> [EXCERPT TO READ]
__________

Issue 514

The Cities of Carquinez

While these ten cities may not be on everyone's radar, together they represent a tremendous opportunity for long-term growth in the region.

Urbanist Article

Driving through eastern Contra Costa or southern Solano counties on Highway 80 or Highway 4, the view through the car window is of single-family homes and shopping centers, some shiny and new, others showing their age. All low density development and aging infrastructure, these communities have come to symbolize the future of the American suburb in the 21st century.

Off the freeway, one begins to see things differently. From historic downtowns to old industrial sites, from waterfront marinas to statues of steelworkers and murals of fishermen, the deeper history of the area becomes evident, a history that longtime residents have never forgotten. The seven incorporated industrial cities of this area — Pittsburg, Antioch, Fairfield, Benicia, Suisun City, Vallejo and Vacaville — were all founded by 1856, long before most of the Bay Area. The farm communities of Oakley and Brentwood would soon follow, and the youngest community in the area, unincorporated Bay Point, is now 102 years old.

__________

> [EXERCISES TO COMPLETE]
**1)** Answer these questions from the article on the cities of Carquinez, one per line:
(a) Which two highways does the article name for driving through eastern Contra Costa or southern Solano counties?
(b) By what year were the seven incorporated industrial cities all founded?
(c) How old is unincorporated Bay Point now?
**2)** Summarize the article on the cities of Carquinez in two sentences.
**3)** List the seven incorporated industrial cities named in the article on the cities of Carquinez.
These records have no connection to the article on the cities of Carquinez.

(Point placement records)
__________

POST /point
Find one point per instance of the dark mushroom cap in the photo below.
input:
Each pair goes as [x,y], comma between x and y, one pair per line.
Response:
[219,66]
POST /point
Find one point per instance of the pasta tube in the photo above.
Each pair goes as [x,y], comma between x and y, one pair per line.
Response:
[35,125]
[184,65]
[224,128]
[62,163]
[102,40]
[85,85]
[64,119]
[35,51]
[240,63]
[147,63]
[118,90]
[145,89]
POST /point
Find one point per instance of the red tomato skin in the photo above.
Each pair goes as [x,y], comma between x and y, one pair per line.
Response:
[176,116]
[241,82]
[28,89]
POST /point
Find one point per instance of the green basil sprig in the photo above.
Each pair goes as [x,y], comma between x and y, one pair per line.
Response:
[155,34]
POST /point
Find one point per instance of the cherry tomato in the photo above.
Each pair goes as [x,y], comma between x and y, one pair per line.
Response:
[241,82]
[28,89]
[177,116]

__________

> [EXPECTED RESULTS]
**1)**
(a) Highway 80 and Highway 4
(b) 1856
(c) 102 years old

**2)** From Highway 80 or Highway 4, the communities of eastern Contra Costa and southern Solano counties look like low-density suburbs with aging infrastructure, but off the freeway their historic downtowns, industrial sites, waterfront marinas, statues and murals reveal a deeper history. The area's seven incorporated industrial cities were all founded by 1856, the farm communities of Oakley and Brentwood followed, and the youngest community, unincorporated Bay Point, is now 102 years old.

**3)** Pittsburg, Antioch, Fairfield, Benicia, Suisun City, Vallejo, Vacaville